══ TASK DATA
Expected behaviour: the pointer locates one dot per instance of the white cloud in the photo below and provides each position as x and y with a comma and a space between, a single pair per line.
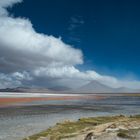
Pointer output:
26, 55
6, 3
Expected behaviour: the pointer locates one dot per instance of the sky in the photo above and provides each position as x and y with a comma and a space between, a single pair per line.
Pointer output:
48, 43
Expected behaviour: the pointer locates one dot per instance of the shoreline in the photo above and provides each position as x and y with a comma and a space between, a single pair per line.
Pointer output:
101, 128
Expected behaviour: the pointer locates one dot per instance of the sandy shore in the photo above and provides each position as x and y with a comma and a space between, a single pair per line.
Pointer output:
4, 101
96, 128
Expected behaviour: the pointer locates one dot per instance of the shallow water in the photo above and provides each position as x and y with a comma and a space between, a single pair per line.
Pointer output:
17, 122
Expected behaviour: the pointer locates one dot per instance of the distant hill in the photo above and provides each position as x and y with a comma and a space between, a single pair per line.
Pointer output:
25, 89
91, 87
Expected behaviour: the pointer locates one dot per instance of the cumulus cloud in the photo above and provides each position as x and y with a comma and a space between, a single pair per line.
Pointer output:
30, 57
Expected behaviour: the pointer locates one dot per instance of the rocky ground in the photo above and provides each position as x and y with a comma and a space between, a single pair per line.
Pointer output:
97, 128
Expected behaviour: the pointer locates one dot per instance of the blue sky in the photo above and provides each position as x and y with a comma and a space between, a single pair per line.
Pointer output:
109, 34
49, 43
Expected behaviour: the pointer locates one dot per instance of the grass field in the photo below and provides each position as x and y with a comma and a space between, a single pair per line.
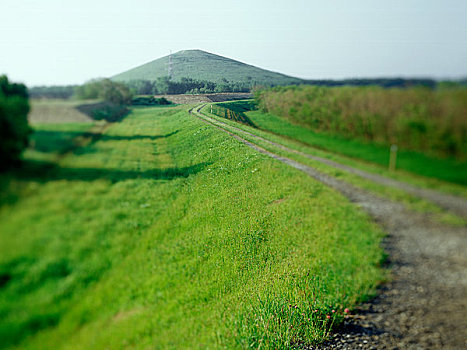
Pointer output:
167, 233
415, 162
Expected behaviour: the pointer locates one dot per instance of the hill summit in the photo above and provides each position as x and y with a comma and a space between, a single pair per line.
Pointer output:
201, 65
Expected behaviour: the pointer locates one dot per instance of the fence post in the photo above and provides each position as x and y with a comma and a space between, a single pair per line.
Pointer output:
393, 158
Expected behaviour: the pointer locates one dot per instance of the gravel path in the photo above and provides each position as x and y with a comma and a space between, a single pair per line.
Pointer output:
455, 204
425, 304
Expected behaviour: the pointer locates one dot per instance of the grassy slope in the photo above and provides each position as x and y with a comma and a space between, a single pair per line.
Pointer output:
415, 203
417, 163
202, 65
168, 233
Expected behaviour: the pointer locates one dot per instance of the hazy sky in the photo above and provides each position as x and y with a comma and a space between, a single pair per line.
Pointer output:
════
Filter the listing above down to the lines that contain the word "hill".

Expected behaviour: the pointer locates one dot per instance of the distant hill in the photo above and provides each position as x and y with a comma and a space between, a single pair per line.
Expected behaviour: the pointer locates one dot per instance of the hill summit in the photo above and provides each position as x and y with a comma and a space between, a single pair per line.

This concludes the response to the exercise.